Brano scelto
Ecco perché S. Paolo chiama la carità la “via migliore”, e cioè il carisma dei carismi. È s. Agostino che ce lo spiega dopo aver elencato i carismi citati in 1 Cor 12,8-10: “Forse, tu non hai nessuno di questi doni elencati; ma se ami, quello che possiedi non è poco. Se infatti ami l’unità, tutto ciò che in essa è posseduto da qualcuno, lo possiedi anche tu! Bandisci l’invidia e sarà tuo ciò che è mio, e se io bandisco l’invidia, è mio ciò che possiedi tu. L’invidia separa, la carità unisce. Soltanto l’occhio, nel corpo, ha la facoltà di vedere; ma è forse soltanto per sé stesso che l’occhio vede? No, egli vede per la mano, per il piede e per tutte le altre membra; se infatti il piede sta per urtare in qualche ostacolo, l’occhio non si volge certo altrove, evitando di prevenirlo. Soltanto la mano agisce nel corpo; ma forse che essa agisce soltanto per sé stessa? No, agisce anche per l’occhio; infatti se sta per arrivare qualche colpo che ha di mira, non la mano, ma soltanto il volto, forse che la mano dice: ‘”Non mi muovo, perché il colpo non è diretto a me”? Così il piede, camminando, serve tutte le membra; le altre membra tacciono e la lingua parla per tutte. Abbiamo, dunque, lo Spirito Santo se amiamo la Chiesa e l’amiamo se ci manteniamo inseriti nella sua unità e nella sua carità. Infatti lo stesso Apostolo, dopo aver affermato che agli uomini sono stati dati doni diversi, così come vengono assegnati compiti diversi alle membra del corpo, continua dicendo: ‘Io vi mostrerò una via migliore di tutte’ (1 Cor 12,3 1) e comincia a parlare della carità. Antepone la carità alle lingue degli uomini e degli angeli, la preferisce ai miracoli della fede, alla scienza e alla profezia; la mette perfino prima di quelle grandi opere di misericordia che consistono nel donare tutto ciò che si ha ai poveri; la preferisce, da ultimo, anche al martirio del corpo. A tutti questi grandi doni antepone la carità. Abbi dunque la carità e avrai tutto, perché qualsiasi altra cosa tu possa avere, senza di essa, a nulla potrà giovarti” (S. Agostino, In Iohannem, 32,8).

Estratto del dataset
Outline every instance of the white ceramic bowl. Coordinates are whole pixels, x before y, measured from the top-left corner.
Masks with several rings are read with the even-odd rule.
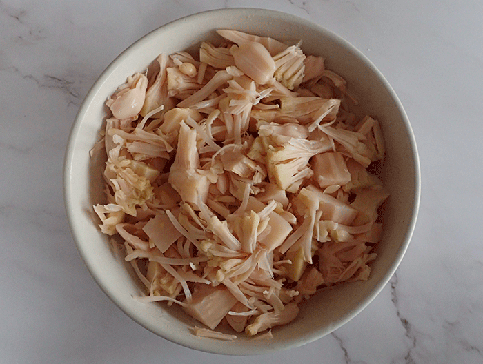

Consegna
Rispondi a queste domande sul brano sulla carità:
1. Come chiama S. Paolo la carità all'inizio del brano?
2. Secondo il brano, che cosa separa e che cosa unisce?
3. A che cosa, da ultimo, l'Apostolo preferisce la carità?

Risultato dell'esercizio
1. La chiama la "via migliore", cioè il carisma dei carismi.
2. L'invidia separa, la carità unisce.
3. Al martirio del corpo.